-- start Document excerpt --

Context
When the XTQ (XDR Transaction Queue) gets full, the queue will be dropped and XDR will go into recoveries. Recoveries consist of scanning the full primary index comparing LST (last ship time) and record's LUTs (Last Update Time) in order to ship instead of using the XTQ.
Method
Recoveries have been optimized in version 6.1. (improvement Jira AER-6565: (XDR) Distribute recovery/rewind requests across service threads using partition affinity, avoiding lock contention and significantly improving performance.)
Prior to this optimization the following setting could be temporarily tuned to speed up XDR out of recoveries:
1) The transaction-queue-limit can be increased to allow for the queue to hold more entry prior to clearing up and going into recoveries.
The queue size can be increased dynamically.:
The max value is 1048576. Please remember to check memory usage prior to the change and to monitor memory usage after this change.
asinfo -v 'set-config:context=xdr;dc=<DCNAME>;namespace=<NAMESPACE>;transaction-queue-limit=1048576'2) You can also temporarily control the number of partitions being handled concurrently in recovery at a time by setting the max-recoveries-interleaved setting.

-- end Document excerpt --
-- start Entries supplied --

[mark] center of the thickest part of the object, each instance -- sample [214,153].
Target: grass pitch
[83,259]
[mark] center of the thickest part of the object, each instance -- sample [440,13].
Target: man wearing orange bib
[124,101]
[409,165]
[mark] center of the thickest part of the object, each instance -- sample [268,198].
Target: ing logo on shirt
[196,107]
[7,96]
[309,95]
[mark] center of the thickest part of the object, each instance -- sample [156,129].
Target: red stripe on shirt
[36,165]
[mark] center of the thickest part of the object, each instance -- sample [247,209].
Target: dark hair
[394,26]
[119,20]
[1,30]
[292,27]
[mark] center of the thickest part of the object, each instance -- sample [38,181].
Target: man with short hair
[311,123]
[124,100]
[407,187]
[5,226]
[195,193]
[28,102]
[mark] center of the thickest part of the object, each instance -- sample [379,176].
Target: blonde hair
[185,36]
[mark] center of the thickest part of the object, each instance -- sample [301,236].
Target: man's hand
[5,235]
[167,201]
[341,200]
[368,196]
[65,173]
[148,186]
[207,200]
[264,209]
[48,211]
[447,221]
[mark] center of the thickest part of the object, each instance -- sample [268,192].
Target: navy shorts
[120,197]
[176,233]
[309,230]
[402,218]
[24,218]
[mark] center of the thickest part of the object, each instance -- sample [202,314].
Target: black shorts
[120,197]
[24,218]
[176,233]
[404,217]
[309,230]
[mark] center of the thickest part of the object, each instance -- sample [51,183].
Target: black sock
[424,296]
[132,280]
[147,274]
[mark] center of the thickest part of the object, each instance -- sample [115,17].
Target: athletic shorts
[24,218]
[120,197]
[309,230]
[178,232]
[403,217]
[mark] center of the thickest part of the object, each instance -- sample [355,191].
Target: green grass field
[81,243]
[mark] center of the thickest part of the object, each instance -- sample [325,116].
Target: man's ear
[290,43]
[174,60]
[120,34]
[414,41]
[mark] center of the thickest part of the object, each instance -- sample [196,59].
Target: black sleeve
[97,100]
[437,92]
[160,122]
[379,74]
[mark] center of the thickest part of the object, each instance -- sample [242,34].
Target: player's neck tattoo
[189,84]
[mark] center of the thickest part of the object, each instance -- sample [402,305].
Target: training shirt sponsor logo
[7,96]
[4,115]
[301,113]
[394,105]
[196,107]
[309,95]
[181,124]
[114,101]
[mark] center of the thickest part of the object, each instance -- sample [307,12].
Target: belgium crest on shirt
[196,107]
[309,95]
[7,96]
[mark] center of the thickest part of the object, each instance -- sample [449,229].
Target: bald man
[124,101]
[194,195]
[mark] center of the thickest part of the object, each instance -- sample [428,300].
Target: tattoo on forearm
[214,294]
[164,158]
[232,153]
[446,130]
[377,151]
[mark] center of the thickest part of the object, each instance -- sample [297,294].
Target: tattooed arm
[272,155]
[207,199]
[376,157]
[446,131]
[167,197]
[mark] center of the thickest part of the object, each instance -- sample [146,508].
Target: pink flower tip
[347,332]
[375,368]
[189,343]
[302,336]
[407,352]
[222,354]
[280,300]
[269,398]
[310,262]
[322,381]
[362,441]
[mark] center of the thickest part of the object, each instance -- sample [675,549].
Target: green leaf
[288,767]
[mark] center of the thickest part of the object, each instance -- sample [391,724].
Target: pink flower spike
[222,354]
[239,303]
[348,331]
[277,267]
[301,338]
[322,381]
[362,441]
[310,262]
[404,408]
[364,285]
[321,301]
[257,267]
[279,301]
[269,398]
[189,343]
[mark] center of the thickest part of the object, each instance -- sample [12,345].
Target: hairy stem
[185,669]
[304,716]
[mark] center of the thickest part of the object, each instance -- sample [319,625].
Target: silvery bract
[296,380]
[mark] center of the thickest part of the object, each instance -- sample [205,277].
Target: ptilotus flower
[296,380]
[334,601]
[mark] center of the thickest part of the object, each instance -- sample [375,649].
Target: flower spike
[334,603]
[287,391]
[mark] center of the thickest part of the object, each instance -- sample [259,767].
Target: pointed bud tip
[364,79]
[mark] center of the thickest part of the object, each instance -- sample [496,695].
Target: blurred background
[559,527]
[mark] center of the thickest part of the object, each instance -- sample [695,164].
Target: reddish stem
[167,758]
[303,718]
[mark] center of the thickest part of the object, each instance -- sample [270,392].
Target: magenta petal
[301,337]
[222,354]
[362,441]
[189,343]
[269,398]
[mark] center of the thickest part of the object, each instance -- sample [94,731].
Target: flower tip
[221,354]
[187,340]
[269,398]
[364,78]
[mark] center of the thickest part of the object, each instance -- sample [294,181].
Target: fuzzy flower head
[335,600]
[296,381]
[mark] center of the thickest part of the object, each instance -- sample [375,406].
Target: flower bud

-- end Entries supplied --

## What you have to do
Reproduce the entire note on XDR recoveries above, word for word.

## Problem solution
Context
When the XTQ (XDR Transaction Queue) gets full, the queue will be dropped and XDR will go into recoveries. Recoveries consist of scanning the full primary index comparing LST (last ship time) and record's LUTs (Last Update Time) in order to ship instead of using the XTQ.
Method
Recoveries have been optimized in version 6.1. (improvement Jira AER-6565: (XDR) Distribute recovery/rewind requests across service threads using partition affinity, avoiding lock contention and significantly improving performance.)
Prior to this optimization the following setting could be temporarily tuned to speed up XDR out of recoveries:
1) The transaction-queue-limit can be increased to allow for the queue to hold more entry prior to clearing up and going into recoveries.
The queue size can be increased dynamically.:
The max value is 1048576. Please remember to check memory usage prior to the change and to monitor memory usage after this change.
asinfo -v 'set-config:context=xdr;dc=<DCNAME>;namespace=<NAMESPACE>;transaction-queue-limit=1048576'2) You can also temporarily control the number of partitions being handled concurrently in recovery at a time by setting the max-recoveries-interleaved setting.